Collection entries
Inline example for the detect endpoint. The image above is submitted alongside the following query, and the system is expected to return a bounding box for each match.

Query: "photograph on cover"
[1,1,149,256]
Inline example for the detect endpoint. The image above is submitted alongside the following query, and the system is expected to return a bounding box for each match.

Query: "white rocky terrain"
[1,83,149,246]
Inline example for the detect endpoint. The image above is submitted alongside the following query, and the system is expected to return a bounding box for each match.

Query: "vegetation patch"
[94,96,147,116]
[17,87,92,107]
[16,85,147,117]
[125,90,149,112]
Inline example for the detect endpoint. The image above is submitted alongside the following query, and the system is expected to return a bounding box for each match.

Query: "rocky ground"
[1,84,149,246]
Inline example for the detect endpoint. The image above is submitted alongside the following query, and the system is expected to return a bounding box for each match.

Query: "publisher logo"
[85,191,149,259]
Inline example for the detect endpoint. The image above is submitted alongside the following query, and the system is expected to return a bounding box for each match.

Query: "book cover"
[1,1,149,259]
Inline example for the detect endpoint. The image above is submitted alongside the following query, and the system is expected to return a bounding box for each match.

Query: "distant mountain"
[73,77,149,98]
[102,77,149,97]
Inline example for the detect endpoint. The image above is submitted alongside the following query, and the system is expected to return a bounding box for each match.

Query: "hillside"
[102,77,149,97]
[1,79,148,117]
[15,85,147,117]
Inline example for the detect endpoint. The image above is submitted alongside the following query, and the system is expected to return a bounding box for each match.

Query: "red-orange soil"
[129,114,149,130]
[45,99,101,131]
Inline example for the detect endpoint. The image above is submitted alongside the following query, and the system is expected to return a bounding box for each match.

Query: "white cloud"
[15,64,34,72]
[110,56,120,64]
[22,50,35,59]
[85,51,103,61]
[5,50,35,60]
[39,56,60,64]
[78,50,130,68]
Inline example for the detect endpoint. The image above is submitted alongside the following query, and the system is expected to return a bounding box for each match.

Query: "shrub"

EXERCISE REQUIREMENTS: Give back the data above exactly, so that every line matches.

EXERCISE OUTPUT:
Inline example for the detect endpoint. The image above is submitted alongside the following query, and the system is expected to return a bounding box for each match.

Query: "photograph on cover"
[1,1,149,256]
Inline example for the detect endpoint. The image above is submitted alongside the following query, and the system is expected to return a bounding box for each match.

Query: "white rocky terrain"
[1,83,149,246]
Inline example for the detect endpoint. The image above is submitted alongside the following query, and the system is expected to return a bounding box for each match.

Query: "vegetation patch"
[94,96,147,116]
[17,87,92,107]
[16,85,147,117]
[125,90,149,112]
Inline example for the detect endpoint. The image above is submitted alongside the following query, and the system is expected to return a bounding box for each match.

Query: "rocky ground"
[1,84,149,246]
Inline example for the detect endpoint. The image above is submitted alongside the following query, and the system is expected to return a bounding box for each match.

Query: "publisher logo"
[85,191,149,259]
Inline example for the detect endpoint. The image above is submitted alongside the following query, and the system is expected to return a bounding box for each match.

Query: "book cover"
[1,1,149,259]
Inline example for the detect endpoint. The image above is submitted alongside the following query, and the system is expected to return a bounding box for each match.

Query: "distant mountain"
[73,77,149,98]
[102,77,149,97]
Inline example for the detect endpoint. The image above is submitted alongside the following query, and the system is expected to return a bounding box for each match.

Query: "hillside"
[102,77,149,97]
[1,79,148,117]
[15,85,147,117]
Inline example for the detect endpoint. The image above is submitted alongside the following query, and the system is expected to return a bounding box for each match.

Query: "red-orange soil"
[129,114,149,130]
[45,99,101,131]
Inline example for the detect endpoint. The image above is submitted alongside the following query, and the system is expected to return a bounding box for each match.

Query: "white cloud"
[15,64,34,72]
[110,56,120,64]
[22,50,35,59]
[85,51,103,61]
[5,50,35,60]
[39,56,60,64]
[78,50,130,68]
Inline example for the detect endpoint. The image above is submitted alongside the following query, and the system is expected to return a bounding box for each match.

Query: "shrub"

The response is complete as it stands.